[begin Data for this task]

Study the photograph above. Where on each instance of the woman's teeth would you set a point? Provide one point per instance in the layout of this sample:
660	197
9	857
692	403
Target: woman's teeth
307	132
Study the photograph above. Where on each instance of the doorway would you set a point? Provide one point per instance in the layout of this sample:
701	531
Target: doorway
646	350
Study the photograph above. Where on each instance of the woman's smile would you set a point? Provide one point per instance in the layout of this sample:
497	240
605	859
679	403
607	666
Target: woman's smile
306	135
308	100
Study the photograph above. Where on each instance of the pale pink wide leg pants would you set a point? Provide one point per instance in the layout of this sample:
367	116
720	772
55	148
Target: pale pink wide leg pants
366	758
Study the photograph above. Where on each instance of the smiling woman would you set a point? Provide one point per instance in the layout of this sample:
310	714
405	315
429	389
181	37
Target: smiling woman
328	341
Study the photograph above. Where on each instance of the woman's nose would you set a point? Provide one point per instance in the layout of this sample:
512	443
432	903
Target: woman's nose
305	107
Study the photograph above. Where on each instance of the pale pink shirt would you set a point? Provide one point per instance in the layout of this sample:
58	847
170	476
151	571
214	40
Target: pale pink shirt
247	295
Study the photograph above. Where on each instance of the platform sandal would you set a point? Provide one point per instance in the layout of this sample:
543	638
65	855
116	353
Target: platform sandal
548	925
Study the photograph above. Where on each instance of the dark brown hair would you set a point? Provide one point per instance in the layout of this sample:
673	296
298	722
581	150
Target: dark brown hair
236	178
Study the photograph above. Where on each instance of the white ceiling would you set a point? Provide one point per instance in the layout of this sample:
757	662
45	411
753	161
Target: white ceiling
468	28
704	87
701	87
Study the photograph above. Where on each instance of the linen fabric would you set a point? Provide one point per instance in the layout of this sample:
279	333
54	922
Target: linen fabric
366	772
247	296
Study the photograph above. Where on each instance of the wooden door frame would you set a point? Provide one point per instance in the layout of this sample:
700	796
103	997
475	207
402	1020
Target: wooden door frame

[end Data for this task]

Output everything from the line containing "Study the photograph above. Where on each instance of the linen" down to the final line of the records, both ends included, as a JSON list of strings. Use one string per line and omit blank lines.

* _Solution for this exercise_
[
  "Study the photograph above. Where on each instance of the linen fabric would you set a point? Provide one point per instance in the layout of this sample:",
  "279\t333",
  "54\t922",
  "Target: linen fabric",
  "366\t772",
  "247\t296",
  "Study the photograph above. Where on each instance of the wooden door frame would you set a point? Provide one point per instance in the layout of this sample:",
  "700\t796",
  "103\t997",
  "475\t207",
  "402\t1020",
  "Target: wooden door frame"
]